▶ **EXERCISE**:
Each record that follows must be given again without alteration.

[Region pointing data]
▬▬▬

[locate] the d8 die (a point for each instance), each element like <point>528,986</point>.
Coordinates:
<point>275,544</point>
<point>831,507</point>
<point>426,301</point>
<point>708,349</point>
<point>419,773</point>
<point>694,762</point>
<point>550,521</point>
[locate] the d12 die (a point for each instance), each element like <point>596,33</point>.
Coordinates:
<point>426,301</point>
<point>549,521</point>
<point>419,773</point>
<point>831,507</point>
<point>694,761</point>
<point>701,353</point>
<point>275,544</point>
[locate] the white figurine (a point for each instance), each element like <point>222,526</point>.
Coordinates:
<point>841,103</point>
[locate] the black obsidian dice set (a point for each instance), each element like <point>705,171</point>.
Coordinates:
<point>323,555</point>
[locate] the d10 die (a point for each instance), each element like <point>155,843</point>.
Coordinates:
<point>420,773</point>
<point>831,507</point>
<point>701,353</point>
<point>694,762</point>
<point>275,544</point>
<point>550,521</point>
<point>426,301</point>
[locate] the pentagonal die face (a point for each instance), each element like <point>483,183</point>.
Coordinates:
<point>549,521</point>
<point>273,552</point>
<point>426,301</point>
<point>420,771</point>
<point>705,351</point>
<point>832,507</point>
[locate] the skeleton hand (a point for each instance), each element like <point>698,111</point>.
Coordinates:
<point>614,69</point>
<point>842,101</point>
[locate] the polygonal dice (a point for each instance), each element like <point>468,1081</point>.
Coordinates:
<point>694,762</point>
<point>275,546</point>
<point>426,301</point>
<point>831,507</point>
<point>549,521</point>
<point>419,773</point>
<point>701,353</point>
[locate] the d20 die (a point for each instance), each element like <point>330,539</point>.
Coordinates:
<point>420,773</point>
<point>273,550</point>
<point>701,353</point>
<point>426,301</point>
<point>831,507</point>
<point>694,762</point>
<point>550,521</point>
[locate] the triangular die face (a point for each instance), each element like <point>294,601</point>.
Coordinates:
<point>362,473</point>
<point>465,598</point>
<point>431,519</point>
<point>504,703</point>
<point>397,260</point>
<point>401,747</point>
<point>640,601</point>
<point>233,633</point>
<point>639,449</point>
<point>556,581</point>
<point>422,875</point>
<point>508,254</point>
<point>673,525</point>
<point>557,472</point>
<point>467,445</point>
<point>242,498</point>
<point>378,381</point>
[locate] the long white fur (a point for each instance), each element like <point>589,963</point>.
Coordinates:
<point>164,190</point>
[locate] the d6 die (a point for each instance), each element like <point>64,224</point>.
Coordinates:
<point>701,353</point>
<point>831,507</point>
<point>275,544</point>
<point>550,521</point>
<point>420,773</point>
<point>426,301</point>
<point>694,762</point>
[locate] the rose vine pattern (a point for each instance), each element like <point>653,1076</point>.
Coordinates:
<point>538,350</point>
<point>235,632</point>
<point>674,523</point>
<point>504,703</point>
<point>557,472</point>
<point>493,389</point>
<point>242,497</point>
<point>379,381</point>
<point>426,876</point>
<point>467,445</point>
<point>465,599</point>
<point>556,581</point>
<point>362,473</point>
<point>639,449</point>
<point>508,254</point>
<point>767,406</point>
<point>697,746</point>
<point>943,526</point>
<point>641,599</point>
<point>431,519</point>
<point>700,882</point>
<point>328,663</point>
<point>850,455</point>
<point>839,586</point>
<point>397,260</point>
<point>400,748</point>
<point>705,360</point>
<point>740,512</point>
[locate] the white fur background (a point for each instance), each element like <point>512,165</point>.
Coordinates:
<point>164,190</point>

▬▬▬

▶ **EXERCISE ANSWER**:
[locate] the d8 die (a point for each instance), each element like <point>528,986</point>.
Coordinates:
<point>275,544</point>
<point>831,507</point>
<point>426,301</point>
<point>708,349</point>
<point>419,773</point>
<point>694,762</point>
<point>550,521</point>
[locate] the d12 die (a point for each instance), each element like <point>596,33</point>.
Coordinates:
<point>426,301</point>
<point>549,521</point>
<point>419,773</point>
<point>831,507</point>
<point>694,761</point>
<point>701,353</point>
<point>275,544</point>
[locate] the white figurine (a point for each instance), each element like <point>222,526</point>.
Coordinates:
<point>841,103</point>
[locate] the black obsidian dice set (a point for each instance), each element like <point>705,171</point>.
Coordinates:
<point>323,555</point>
[locate] the d10 die (a point for each instance), each element like <point>155,843</point>.
Coordinates:
<point>420,773</point>
<point>831,507</point>
<point>701,353</point>
<point>694,762</point>
<point>275,544</point>
<point>550,521</point>
<point>426,301</point>
[locate] the pentagonal die face (a point for each instance), each element like <point>483,183</point>.
Coordinates:
<point>549,521</point>
<point>273,552</point>
<point>426,301</point>
<point>420,771</point>
<point>705,351</point>
<point>832,507</point>
[locate] the skeleton hand (a point for each instance), each element like <point>698,111</point>.
Coordinates:
<point>614,69</point>
<point>842,101</point>
[locate] the polygonal dice (a point for each instance), each element like <point>468,1081</point>.
Coordinates:
<point>694,762</point>
<point>275,546</point>
<point>426,301</point>
<point>831,507</point>
<point>549,521</point>
<point>419,773</point>
<point>701,353</point>
[locate] the d20 die (a point for each instance), each element like <point>330,539</point>.
Coordinates:
<point>420,773</point>
<point>273,550</point>
<point>701,353</point>
<point>426,301</point>
<point>831,507</point>
<point>694,762</point>
<point>550,521</point>
[locate] the triangular die face (a point for each instance), each element like <point>294,601</point>.
Coordinates:
<point>362,473</point>
<point>465,598</point>
<point>431,519</point>
<point>504,703</point>
<point>397,260</point>
<point>401,747</point>
<point>640,601</point>
<point>233,633</point>
<point>639,449</point>
<point>556,581</point>
<point>422,875</point>
<point>508,254</point>
<point>673,525</point>
<point>557,472</point>
<point>467,445</point>
<point>242,498</point>
<point>378,381</point>
[locate] the long white fur (a point for each instance), each element like <point>589,963</point>.
Coordinates:
<point>164,190</point>
[locate] the d6 die (a point for each instance), each element like <point>64,224</point>.
Coordinates:
<point>701,353</point>
<point>831,507</point>
<point>275,544</point>
<point>550,521</point>
<point>420,773</point>
<point>426,301</point>
<point>694,762</point>
[locate] the rose vine pattern (a point for each instance), each element like <point>653,1076</point>.
Coordinates:
<point>538,350</point>
<point>235,632</point>
<point>674,523</point>
<point>504,703</point>
<point>557,472</point>
<point>493,389</point>
<point>242,497</point>
<point>379,381</point>
<point>426,876</point>
<point>467,445</point>
<point>465,599</point>
<point>556,581</point>
<point>362,473</point>
<point>639,449</point>
<point>508,254</point>
<point>767,406</point>
<point>697,746</point>
<point>943,526</point>
<point>641,599</point>
<point>431,519</point>
<point>700,882</point>
<point>328,663</point>
<point>850,455</point>
<point>839,586</point>
<point>397,260</point>
<point>400,748</point>
<point>705,360</point>
<point>740,512</point>
[locate] the white fur background (a point for each instance), each element like <point>512,165</point>.
Coordinates:
<point>164,190</point>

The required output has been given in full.